[BRANO DA LEGGERE]

Purtroppo, la vastità e la gravezza del compito, che per tal guisa si impone agli studiosi di teoria generale, non disgiunta da una certa qual diffusa tendenza di questi ultimi a surrogare troppo facilmente la deduzione dei concetti con 1'immaginazíone subbiettiva delle categorie generali, fanno sí che assai spesso avvenga di imbattersi in « sistemi » giuridici generali, che, mentre pongono in luce le eccellenti qualità intellettuali dei loro autori, tuttavia svelano anche, ed assai facilmente, le lacune ed i vizi, davvero inammissibili, della documentazione che dovrebbe sorreggerli. I cultori di teoria generale del diritto sono ancora ben lontani dall'aver costruito solide basi storiografiche su cui erigere i loro sistemi dogmatici; e il male è, a quanto pare, che essi sembrano sempre piú alieni dal convincimento di doverle, per la serietà della scienza, costruire(7).

Ebbene, considerata questa riluttanza dei cultori di teoria generale a seguire le moderne ricerche storiografiche (e cioè sia le ricostruzioni degli ordinamenti positivi passati, sia quelle stesse dei vari ordinamenti positivi vigenti), io penso che non sarà male se, di tanto in tanto, qualche storiografo di buona volontà si sobbarchi, nei limiti delle sue forze, ad effettuare, per dir cosí, la consegna a domicilio o addirittura, diciamo, la semi lavorazione dei suoi materiali, per agevolare lo studio di quanti si occupano di teoria generale del diritto(8).

3.
  Posta l'utilità di una partecipazione dei romanisti alla discussione dei problemi generali del diritto, bisogna, peraltro, sottolineare ancora una volta che un'attività di tal genere costituisce, a rigore, un fuor d'opera dell'attività romanistica, e che, pertanto, non si deve assolutamente pensare a subordinare la ricerca romanistica a quelle che sembrano le esigenze della teoria generale. Occorre, anzi, aggiungere, contro ogni possibilità di equivoco, cbe nessuna prevenzione di dogmatica moderna, nessun preconcetto di teoria generale deve accompagnare lo storiografo del diritto di Roma nel suo lavoro specifico di ricostruzione. Ne perderebbe la storiografia romanistica, priva della necessaria spregiudicatezza di indagine, e non ne guadagnerebbe la teoria generale, priva della possibilità di un contributo romanistico di revisione e di superamento.

[Estratti di registri di annotazione]
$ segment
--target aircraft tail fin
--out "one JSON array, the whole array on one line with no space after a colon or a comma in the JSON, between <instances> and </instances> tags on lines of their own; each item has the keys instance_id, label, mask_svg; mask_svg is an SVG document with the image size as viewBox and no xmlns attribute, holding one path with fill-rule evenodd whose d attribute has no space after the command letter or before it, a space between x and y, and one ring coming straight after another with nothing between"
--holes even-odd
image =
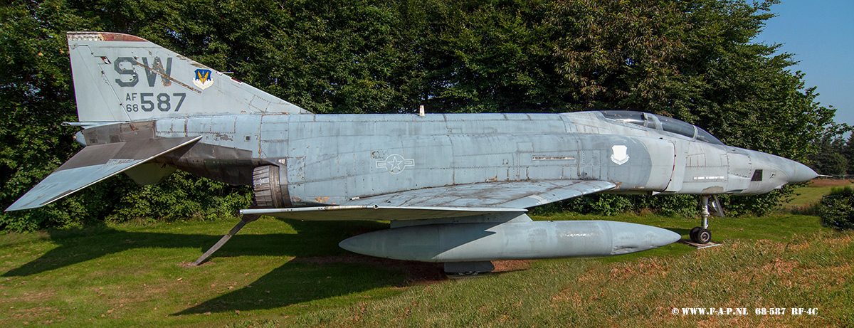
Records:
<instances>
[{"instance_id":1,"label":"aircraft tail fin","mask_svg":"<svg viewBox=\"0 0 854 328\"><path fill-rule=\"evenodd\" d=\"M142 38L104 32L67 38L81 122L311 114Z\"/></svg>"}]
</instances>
...
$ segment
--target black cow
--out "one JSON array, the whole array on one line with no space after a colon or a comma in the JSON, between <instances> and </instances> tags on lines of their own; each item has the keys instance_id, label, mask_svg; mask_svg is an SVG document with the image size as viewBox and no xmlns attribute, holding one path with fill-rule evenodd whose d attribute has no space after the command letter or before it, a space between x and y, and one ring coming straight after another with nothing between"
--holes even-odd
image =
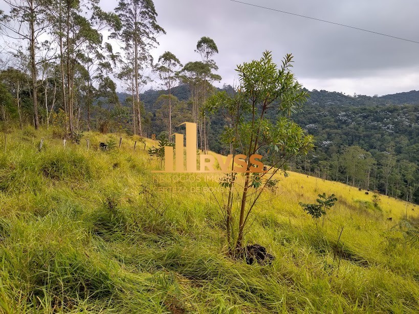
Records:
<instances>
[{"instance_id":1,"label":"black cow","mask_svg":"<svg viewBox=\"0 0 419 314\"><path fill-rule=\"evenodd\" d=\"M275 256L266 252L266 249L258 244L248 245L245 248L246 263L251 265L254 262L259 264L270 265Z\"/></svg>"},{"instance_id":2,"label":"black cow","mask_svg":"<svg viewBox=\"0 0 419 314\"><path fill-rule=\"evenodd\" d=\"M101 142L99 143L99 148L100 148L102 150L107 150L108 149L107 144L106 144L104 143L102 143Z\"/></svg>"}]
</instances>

[LE SFIDE]
• A. Nel brano sulla teoria generale del diritto, a che cosa non si deve assolutamente pensare di subordinare la ricerca romanistica?
• B. Copia dal brano sulla teoria generale del diritto la parte che va da "Purtroppo, la vastità" a "della scienza, costruire(7).".
• C. Prosegui il brano sulla teoria generale del diritto, riprendendo subito dopo la sua ultima frase.

[RISPOSTE AI COMPITI]
• A. A quelle che sembrano le esigenze della teoria generale.

• B.
Purtroppo, la vastità e la gravezza del compito, che per tal guisa si impone agli studiosi di teoria generale, non disgiunta da una certa qual diffusa tendenza di questi ultimi a surrogare troppo facilmente la deduzione dei concetti con 1'immaginazíone subbiettiva delle categorie generali, fanno sí che assai spesso avvenga di imbattersi in « sistemi » giuridici generali, che, mentre pongono in luce le eccellenti qualità intellettuali dei loro autori, tuttavia svelano anche, ed assai facilmente, le lacune ed i vizi, davvero inammissibili, della documentazione che dovrebbe sorreggerli. I cultori di teoria generale del diritto sono ancora ben lontani dall'aver costruito solide basi storiografiche su cui erigere i loro sistemi dogmatici; e il male è, a quanto pare, che essi sembrano sempre piú alieni dal convincimento di doverle, per la serietà della scienza, costruire(7).

• C.
A proposito dell'uso delle categorie dogmatiche moderne nello studio del diritto romano, esiste tuttora una grave polemica dottrinaria, cui non può farsi a meno di accennare. Il sasso è stato gettato, per cosí dire, da un valente romanista, che è anche un eccellente dogmatico, Emilio Betti, il quale, partendo dalla premessa filosofica che non è possibile fare una storiografia «obbiettiva », ma che lo storiografo non può fare a meno di portare nella ricostruzione la sua complessa esperienza di uomo moderno, è giunto, a titolo conseguenziale, ad affermare che lo storiografo del diritto romano deve applicare al suo oggetto di studio le categorie dogmatiche moderne (9). L'affermazione, giova riconoscerlo, è stata mitigata dal Betti, col dire che le moderne categorie dogmatiche non devono considerarsi un inesorabile letto di Procuste della materia romanistica, ma che esse hanno funzione soltanto di orientamento, vanno applicate con una certa elasticità di criteri, devono considerarsi valide sino alla prova contraria, che l'indagine romanistica eventualmente fornisca (10). Comunque, a parte l'autorevole adesione del Grosso e di qualche altro, la teoria bettiana ha prevalentemente destato, nel nostro mondo di studi, un acceso e concitato coro di reazioni, il cui contenuto è stato riassunto dal De Francisci nella formula che al diritto romano deve corrispondere esclusivamente la dogmatica giuridica romana. Un coro di giuste reazioni, come dirò subito, ma di reazioni che letteralmente stupiscono in molti di quegli oppositori, dato che essi sembrano legati a preconcetti dogmatici moderni né piú né meno di quanto vi sia legato lo stesso Betti.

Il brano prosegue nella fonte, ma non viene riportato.